### Passage shown
┌──

Monday, Sep. 07, 1959
Identifying themselves only to the parish priest at Courmayeur, Italy, the four men in mountaineers' rigs hired a guide, conquered the Alps' highest peak, 15,781-ft. Mont Blanc. The explorers: four German priests, among them Julius Cardinal Doepfner, Bishop of Berlin, at 46 the youngest cardinal in the Roman Catholic Church. Meanwhile, in Chicago, another Catholic prelate stood at a peak: for his longstanding friendship with the city's Jewish community, Auxiliary Archbishop Bernard J. Shell was named Man of the Year by the Greater Chicago Committee for State of Israel Bonds. Said Committee Board Chairman Harold Rosenberg: "A saintly man."

└──

Items from a data source:
┌──

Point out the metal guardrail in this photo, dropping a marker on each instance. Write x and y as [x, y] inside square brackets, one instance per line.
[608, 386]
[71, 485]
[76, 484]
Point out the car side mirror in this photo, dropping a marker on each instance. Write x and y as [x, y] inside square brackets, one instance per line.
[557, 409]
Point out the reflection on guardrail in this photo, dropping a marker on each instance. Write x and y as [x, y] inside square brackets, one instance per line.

└──
┌──

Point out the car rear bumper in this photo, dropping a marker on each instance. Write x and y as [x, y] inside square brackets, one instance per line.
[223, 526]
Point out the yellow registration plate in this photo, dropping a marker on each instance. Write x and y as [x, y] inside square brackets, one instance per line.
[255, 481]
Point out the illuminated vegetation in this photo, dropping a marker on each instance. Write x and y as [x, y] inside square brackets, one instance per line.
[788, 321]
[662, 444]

└──

### Given task
List every person the 1959 news passage above identifies by name.

### Exercise output
- Julius Cardinal Doepfner
- Bernard J. Shell
- Harold Rosenberg